** Set task **
Swap "drop" for "place" in everything from the line containing "Note to the class: locate the shoulder" down to the line containing "<point>86,394</point>", keeping all else unchanged, and return only those lines.

[Dataset entries about object locations]
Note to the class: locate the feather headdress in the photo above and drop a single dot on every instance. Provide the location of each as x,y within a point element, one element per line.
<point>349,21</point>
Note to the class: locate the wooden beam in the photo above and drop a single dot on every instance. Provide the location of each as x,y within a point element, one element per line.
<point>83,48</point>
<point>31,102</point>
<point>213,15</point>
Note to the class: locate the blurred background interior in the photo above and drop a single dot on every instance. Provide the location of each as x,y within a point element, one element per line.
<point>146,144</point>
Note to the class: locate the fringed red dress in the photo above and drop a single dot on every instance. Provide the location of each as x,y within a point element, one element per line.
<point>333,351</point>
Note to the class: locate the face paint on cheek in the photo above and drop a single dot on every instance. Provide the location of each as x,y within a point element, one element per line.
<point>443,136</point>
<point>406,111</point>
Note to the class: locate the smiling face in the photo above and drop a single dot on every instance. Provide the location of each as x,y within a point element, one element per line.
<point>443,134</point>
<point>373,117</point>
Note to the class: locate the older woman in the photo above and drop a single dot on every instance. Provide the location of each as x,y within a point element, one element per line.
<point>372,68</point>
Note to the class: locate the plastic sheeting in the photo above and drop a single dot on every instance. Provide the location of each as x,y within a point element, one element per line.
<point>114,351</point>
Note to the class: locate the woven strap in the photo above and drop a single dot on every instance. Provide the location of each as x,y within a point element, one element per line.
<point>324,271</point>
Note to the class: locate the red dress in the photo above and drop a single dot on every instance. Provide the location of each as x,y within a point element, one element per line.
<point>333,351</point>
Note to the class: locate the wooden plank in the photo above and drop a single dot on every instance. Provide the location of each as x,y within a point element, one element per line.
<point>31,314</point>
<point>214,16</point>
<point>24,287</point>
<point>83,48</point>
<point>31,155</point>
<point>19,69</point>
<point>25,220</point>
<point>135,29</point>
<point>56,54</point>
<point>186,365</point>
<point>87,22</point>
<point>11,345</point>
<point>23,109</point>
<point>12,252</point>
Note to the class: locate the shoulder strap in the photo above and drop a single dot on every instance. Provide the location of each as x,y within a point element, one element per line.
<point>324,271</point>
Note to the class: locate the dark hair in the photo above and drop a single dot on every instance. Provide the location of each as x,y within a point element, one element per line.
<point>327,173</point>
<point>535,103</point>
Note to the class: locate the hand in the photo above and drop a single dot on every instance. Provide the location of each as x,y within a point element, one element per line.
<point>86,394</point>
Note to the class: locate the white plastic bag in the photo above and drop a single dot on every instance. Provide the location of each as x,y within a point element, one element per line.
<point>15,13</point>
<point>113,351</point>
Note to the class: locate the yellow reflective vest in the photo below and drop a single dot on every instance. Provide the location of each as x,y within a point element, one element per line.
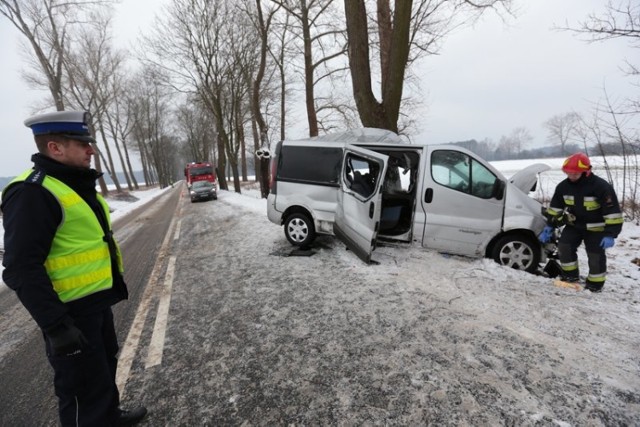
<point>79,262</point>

* * *

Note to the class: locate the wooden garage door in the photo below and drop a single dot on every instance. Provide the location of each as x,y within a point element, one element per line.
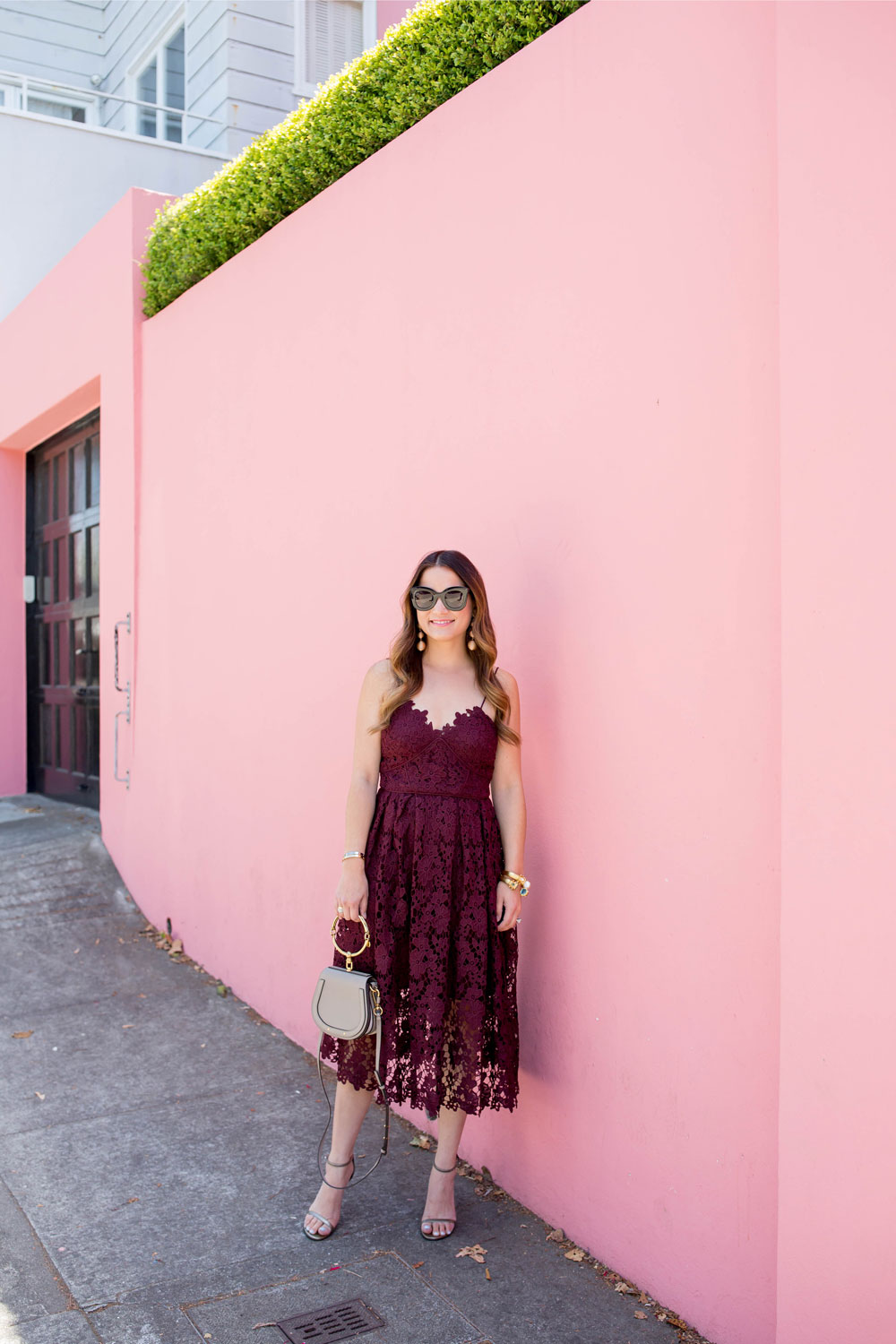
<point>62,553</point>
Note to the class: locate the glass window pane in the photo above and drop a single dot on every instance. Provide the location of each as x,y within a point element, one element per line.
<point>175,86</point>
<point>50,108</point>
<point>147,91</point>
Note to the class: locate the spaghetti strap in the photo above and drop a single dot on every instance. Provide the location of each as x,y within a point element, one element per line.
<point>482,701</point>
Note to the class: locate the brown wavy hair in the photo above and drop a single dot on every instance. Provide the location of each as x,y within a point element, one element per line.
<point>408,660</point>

...

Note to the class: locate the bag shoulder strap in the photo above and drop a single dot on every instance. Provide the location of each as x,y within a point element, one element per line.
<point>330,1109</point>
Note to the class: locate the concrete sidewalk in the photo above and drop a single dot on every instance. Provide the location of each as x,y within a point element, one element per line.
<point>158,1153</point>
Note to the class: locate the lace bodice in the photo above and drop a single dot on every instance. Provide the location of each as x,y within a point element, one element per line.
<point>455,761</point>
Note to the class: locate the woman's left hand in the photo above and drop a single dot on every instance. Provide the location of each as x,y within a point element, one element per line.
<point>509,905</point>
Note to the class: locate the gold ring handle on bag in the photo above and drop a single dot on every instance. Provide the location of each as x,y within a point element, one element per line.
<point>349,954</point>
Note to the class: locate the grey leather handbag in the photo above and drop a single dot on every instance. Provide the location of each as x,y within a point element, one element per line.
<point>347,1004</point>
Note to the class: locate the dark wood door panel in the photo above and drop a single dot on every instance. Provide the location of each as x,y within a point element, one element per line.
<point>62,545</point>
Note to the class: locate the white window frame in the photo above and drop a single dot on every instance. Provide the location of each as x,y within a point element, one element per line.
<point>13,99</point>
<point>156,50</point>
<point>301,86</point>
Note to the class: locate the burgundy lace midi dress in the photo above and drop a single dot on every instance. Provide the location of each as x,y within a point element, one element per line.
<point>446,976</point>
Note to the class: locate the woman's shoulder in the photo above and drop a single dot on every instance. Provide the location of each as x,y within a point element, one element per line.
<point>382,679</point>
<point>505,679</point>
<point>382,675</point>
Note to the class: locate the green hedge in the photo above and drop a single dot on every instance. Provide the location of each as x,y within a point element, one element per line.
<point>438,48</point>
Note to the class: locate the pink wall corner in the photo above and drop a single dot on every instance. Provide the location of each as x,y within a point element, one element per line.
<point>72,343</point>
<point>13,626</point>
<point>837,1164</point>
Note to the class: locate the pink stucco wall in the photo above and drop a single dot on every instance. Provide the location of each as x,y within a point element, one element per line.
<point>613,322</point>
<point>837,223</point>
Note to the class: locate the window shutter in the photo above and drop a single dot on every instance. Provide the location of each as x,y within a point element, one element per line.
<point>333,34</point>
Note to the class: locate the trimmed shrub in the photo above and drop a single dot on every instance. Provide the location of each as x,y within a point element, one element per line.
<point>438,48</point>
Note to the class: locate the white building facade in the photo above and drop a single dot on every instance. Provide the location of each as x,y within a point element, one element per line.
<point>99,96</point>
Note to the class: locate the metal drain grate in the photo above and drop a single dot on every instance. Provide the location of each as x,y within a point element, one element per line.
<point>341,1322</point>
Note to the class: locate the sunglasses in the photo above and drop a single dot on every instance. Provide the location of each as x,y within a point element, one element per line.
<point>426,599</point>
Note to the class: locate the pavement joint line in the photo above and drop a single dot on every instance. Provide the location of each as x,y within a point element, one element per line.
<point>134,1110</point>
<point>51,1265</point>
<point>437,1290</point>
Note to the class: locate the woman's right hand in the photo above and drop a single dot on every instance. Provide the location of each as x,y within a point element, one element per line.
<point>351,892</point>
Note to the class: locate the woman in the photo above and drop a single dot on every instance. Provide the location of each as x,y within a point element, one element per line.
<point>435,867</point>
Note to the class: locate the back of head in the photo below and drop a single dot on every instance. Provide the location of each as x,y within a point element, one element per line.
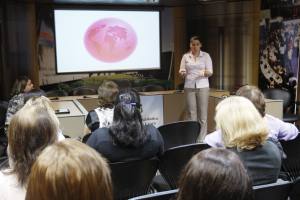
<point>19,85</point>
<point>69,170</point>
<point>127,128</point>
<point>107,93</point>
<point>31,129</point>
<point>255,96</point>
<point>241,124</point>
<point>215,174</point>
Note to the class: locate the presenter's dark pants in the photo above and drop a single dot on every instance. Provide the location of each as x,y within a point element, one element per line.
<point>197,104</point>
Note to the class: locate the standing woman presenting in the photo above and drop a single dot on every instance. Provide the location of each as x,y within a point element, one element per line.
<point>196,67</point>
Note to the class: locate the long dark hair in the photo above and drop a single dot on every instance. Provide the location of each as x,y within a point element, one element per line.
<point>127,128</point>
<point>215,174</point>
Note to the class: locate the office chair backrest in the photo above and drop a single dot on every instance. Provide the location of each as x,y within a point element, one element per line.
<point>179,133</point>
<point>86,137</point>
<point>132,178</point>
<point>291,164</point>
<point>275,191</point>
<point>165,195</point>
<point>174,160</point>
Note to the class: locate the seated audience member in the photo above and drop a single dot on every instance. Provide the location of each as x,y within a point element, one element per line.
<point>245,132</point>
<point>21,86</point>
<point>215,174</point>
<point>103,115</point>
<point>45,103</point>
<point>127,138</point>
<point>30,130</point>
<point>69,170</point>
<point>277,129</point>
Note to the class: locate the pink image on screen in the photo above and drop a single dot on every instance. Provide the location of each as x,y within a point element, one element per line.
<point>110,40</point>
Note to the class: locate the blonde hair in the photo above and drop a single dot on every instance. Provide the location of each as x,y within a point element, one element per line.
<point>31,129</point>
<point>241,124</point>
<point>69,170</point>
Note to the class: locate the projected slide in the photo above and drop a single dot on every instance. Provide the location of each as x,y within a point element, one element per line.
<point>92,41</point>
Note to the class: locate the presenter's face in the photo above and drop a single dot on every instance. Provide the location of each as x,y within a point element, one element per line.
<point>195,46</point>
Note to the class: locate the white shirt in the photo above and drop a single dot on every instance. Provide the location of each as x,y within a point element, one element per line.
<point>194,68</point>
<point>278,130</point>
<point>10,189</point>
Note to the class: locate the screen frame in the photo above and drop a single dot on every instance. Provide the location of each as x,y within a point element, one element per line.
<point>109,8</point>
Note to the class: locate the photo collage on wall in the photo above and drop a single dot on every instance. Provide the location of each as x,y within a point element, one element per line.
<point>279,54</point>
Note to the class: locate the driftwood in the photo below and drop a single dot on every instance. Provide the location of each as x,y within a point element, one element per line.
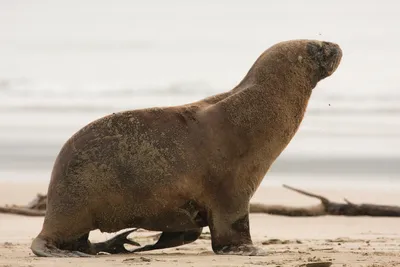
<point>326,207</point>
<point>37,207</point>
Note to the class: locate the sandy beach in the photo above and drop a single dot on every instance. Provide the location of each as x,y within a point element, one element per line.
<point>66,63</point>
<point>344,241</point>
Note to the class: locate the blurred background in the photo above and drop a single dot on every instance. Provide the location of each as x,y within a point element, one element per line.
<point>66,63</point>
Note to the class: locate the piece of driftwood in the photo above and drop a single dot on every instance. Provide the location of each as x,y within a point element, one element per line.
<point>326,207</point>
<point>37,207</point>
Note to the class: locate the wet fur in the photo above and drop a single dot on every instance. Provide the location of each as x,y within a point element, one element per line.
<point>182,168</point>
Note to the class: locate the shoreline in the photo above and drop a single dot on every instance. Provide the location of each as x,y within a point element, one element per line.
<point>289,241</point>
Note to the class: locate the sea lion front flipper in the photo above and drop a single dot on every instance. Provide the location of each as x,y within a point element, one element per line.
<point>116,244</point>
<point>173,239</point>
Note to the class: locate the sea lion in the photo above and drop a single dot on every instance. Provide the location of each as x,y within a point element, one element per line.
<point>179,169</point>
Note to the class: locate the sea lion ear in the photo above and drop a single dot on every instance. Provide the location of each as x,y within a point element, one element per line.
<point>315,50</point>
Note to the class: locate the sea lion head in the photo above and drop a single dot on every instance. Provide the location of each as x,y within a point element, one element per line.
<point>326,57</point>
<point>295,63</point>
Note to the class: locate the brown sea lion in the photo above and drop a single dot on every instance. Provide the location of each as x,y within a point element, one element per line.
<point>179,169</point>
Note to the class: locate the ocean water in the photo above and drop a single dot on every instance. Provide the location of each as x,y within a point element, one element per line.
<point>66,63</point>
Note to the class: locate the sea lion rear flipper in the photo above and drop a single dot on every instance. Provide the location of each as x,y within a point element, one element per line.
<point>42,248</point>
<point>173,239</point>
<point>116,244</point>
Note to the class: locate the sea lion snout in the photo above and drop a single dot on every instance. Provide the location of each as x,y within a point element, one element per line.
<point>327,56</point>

** The completed task **
Note to the class: locate the shoulder strap in the photo above and place a single dot on every instance. Provide the location of each as x,y within a point element, one element per line.
<point>324,271</point>
Note to the class: locate the dark hair in the photo above and place a single dot on every instance. Provide the location of each as x,y within a point element, one element per line.
<point>327,173</point>
<point>535,103</point>
Note to the class: locate the hand in the photo above and place a single dot on every instance. Provide the location of each as x,y within a point element, one element per line.
<point>86,394</point>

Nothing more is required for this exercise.